Problem
Every record below must be returned exactly as it was received.

= Beginning of Section =

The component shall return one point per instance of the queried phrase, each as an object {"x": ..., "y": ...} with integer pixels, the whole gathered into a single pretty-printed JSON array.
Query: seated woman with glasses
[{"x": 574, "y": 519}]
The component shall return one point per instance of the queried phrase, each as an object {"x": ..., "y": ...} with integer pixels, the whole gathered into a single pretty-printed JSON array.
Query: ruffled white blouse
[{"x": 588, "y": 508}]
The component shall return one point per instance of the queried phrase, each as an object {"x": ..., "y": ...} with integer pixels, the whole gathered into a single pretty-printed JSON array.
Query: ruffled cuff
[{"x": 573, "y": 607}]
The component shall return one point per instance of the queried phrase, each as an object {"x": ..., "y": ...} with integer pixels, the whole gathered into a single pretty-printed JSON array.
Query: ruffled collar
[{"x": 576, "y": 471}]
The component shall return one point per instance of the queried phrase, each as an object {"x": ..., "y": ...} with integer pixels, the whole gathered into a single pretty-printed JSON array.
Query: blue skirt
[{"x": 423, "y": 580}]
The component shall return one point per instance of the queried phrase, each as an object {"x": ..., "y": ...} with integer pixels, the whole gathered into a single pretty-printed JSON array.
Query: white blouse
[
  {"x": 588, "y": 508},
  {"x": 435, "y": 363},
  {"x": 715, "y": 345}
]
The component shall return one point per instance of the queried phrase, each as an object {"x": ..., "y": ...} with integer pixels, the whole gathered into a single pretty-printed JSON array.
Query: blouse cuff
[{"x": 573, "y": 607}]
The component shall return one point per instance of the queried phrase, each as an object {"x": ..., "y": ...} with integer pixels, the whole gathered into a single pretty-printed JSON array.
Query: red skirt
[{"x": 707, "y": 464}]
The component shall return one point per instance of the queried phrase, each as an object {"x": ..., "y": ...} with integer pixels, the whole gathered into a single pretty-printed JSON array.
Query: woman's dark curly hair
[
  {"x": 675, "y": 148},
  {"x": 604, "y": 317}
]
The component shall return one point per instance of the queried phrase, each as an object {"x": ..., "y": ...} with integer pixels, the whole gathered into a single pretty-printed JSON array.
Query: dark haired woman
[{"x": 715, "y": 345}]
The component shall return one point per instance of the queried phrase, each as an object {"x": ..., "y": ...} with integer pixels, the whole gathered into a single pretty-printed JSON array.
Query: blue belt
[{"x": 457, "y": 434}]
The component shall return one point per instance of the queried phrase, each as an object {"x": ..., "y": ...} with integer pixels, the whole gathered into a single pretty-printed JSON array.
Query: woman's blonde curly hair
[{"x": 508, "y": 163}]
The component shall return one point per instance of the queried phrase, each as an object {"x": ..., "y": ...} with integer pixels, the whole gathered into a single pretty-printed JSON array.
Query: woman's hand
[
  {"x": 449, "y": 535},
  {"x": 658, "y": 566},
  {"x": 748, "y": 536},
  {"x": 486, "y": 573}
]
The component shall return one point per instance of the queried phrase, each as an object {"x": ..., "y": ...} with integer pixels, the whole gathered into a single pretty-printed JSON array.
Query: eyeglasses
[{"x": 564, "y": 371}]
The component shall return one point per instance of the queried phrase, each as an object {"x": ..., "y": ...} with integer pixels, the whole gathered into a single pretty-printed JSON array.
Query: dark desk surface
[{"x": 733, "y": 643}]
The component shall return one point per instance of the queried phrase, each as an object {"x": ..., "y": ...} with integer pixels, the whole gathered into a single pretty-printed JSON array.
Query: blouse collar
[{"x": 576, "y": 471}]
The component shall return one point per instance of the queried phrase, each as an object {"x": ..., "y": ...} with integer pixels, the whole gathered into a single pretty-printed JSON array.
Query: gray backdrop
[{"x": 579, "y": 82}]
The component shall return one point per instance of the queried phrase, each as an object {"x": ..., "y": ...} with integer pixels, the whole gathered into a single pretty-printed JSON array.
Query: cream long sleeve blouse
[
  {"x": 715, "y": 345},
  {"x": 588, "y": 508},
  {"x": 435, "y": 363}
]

= End of Section =

Task response
The component shall return one point per instance of the queried phrase, each as an object {"x": ..., "y": ...} with integer pixels, the whole gathered into a single pretty-printed JSON array.
Query: seated woman with glasses
[{"x": 574, "y": 519}]
The component shall return one point per instance of the queried phrase, each as an object {"x": ..., "y": ...} with integer pixels, the whole gathered into a single pretty-printed JSON array.
Query: ruffled white blouse
[{"x": 588, "y": 508}]
The component shall return one point per instance of the queried phrase, each as an object {"x": ..., "y": ...} with integer pixels, the whole gathered into a single pretty-printed JSON array.
Query: ruffled cuff
[{"x": 573, "y": 607}]
The component shall return one point per instance of the queried phrase, each as an object {"x": ..., "y": ...} with integer pixels, the whole gathered into a single pretty-printed JSON array.
Query: ruffled collar
[{"x": 576, "y": 471}]
The component shall return one point per instance of the queried phrase, each as an object {"x": ..., "y": ...} with integer pixels, the whole gathered into a single pretty-printed JSON array.
Query: blue skirt
[{"x": 423, "y": 580}]
The component shall return one point per instance of the queried phrase, each as an object {"x": ..., "y": ...} with integer pixels, the whole gathered into a single pretty-printed JSON array.
Query: white blouse
[
  {"x": 588, "y": 508},
  {"x": 435, "y": 363},
  {"x": 715, "y": 345}
]
The component shall return one point per instance of the queried phrase, each as an object {"x": ..., "y": ...} with integer pixels, the whole gathered into a single pretty-printed JSON array.
Query: blouse cuff
[{"x": 573, "y": 607}]
The component shall return one point per instance of the queried phrase, each as an object {"x": ..., "y": ...} with integer pixels, the whole gathered into a single pretty-printed JSON array.
Query: red skirt
[{"x": 707, "y": 464}]
The component shall return one point per instance of the queried phrase, each as an object {"x": ..., "y": ...} with integer pixels, the whole gathered into a single pretty-printed JSON array.
Query: woman's dark curly hair
[
  {"x": 675, "y": 148},
  {"x": 604, "y": 317}
]
The component shall return one point per instance of the queried phrase, each as an object {"x": ..., "y": ...} with integer pixels, the whole gathered into a single pretty-printed JSON array.
Query: dark haired woman
[{"x": 715, "y": 345}]
The component shall return one point per instance of the queried phrase, each as an object {"x": ..., "y": ...} with integer pixels, the whole gathered into a single pretty-printed JSON array.
Query: blue belt
[{"x": 457, "y": 434}]
The component shall return one point per instance of the queried phrase, each as an object {"x": ..., "y": ...} with integer pixels, the whole gathered into a single pretty-printed JSON array.
Query: woman's blonde curly hair
[{"x": 508, "y": 163}]
The component shall return one point per instance of the queried phrase, each as an object {"x": ..., "y": ...} with integer pixels, the whole gathered into a single pretty-printed JSON array.
Query: woman's hand
[
  {"x": 449, "y": 535},
  {"x": 658, "y": 566},
  {"x": 748, "y": 536},
  {"x": 486, "y": 573}
]
The component shall return one point per instance of the queried phrase, each as an object {"x": ..., "y": ...} with integer pixels, the whole gathered into a single pretty-printed JSON array.
Query: eyeglasses
[{"x": 564, "y": 371}]
The component shall return one point per instance of the queried phrase, each as an object {"x": ..., "y": ...} with integer pixels, the whole gathered into a single pretty-printed JSON array.
Query: dark desk surface
[{"x": 733, "y": 643}]
The component shall return one point per instance of the queried phrase, each as an object {"x": ..., "y": ...} with integer pixels, the whole gathered into a single pretty-printed JSON array.
Query: blouse collar
[{"x": 576, "y": 471}]
The component shall return one point per instance of the queried phrase, each as an object {"x": ..., "y": ...} with integer pixels, the whole gathered into a single pretty-printed JSON array.
Query: gray backdrop
[{"x": 579, "y": 82}]
The component shall return one point per instance of the queried phrase, each as an object {"x": ..., "y": ...} with integer pixels, the whole gathered into a single pretty-printed JSON array.
Query: cream long sleeve blouse
[
  {"x": 715, "y": 345},
  {"x": 588, "y": 508},
  {"x": 435, "y": 363}
]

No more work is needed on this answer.